[The exercise]
Could you write out all of the data below word for word, leaving out the pictures?
--- start Records ---
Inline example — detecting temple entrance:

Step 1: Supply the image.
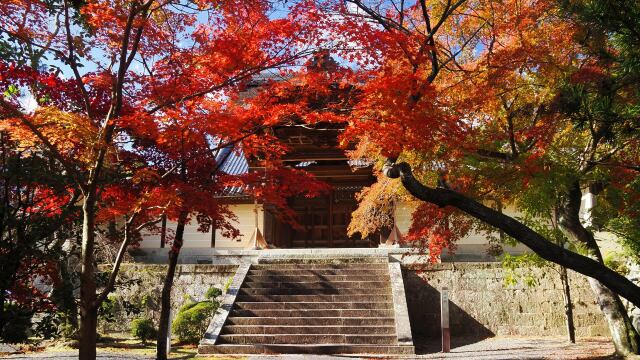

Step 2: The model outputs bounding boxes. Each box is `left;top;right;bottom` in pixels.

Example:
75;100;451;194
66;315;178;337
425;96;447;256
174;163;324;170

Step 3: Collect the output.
265;186;378;248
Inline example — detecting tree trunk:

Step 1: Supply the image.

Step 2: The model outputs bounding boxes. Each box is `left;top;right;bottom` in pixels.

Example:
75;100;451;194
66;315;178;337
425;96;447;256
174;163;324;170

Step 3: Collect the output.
156;211;187;360
560;266;576;344
79;198;98;360
0;290;5;340
383;161;640;306
560;181;640;356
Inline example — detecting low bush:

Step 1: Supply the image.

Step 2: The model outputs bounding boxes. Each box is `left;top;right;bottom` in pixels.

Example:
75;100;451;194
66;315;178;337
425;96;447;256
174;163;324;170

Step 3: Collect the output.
204;287;222;300
0;303;32;343
173;300;218;344
131;317;158;344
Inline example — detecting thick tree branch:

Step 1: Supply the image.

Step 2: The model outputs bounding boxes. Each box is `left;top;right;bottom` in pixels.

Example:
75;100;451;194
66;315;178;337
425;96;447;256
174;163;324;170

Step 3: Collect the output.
94;214;162;306
383;160;640;306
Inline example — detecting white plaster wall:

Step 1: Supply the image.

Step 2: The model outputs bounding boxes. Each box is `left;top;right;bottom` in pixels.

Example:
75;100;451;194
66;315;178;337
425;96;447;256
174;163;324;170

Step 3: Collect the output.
--- end Records ---
[Solution to this problem]
Inline example — detecting temple entrance:

Step 1: Supply the image.

Step 2: The model outputs bounding boxes. Each box is `left;top;right;bottom` in pixels.

Example:
75;100;451;194
66;315;178;337
425;96;447;256
174;163;324;170

Step 3: Collect the output.
265;186;378;248
Inline example — detecting tree trunk:

Step 1: Supply the image.

Step 2: The model outputs bounding boxes. Each box is `left;top;right;bottom` in pixels.

Example:
75;100;451;194
66;315;178;337
425;96;447;256
174;163;324;170

Step 3: Collect the output.
156;211;187;360
560;266;576;344
79;198;98;360
0;290;5;340
383;161;640;306
560;181;640;356
Inline example — detecting low bush:

Step 1: Supply the image.

Step 2: The model outputs bounding boxes. Each box is `left;top;right;bottom` in pixels.

Example:
75;100;451;194
66;315;178;337
425;96;447;256
174;163;324;170

Step 3: Collect the output.
204;287;222;300
0;303;32;343
173;300;218;344
131;317;158;344
Inline example — detecting thick tree branch:

Step 1: Supply the image.

Step 2: The model outputs bounding boxes. Each box is `left;top;right;bottom` in pixels.

Example:
75;100;451;194
66;315;178;337
425;96;447;256
174;163;324;170

Step 3: Collect the output.
94;214;162;306
383;160;640;306
Inline example — detecting white plaster wall:

Step 1: Supply the image.

Step 2: The model outputs bounding boxes. Each box is `left;top;right;bottom` in pixels.

Example:
75;100;451;194
66;315;178;337
425;96;447;256
174;163;324;170

Step 3: Collect the output.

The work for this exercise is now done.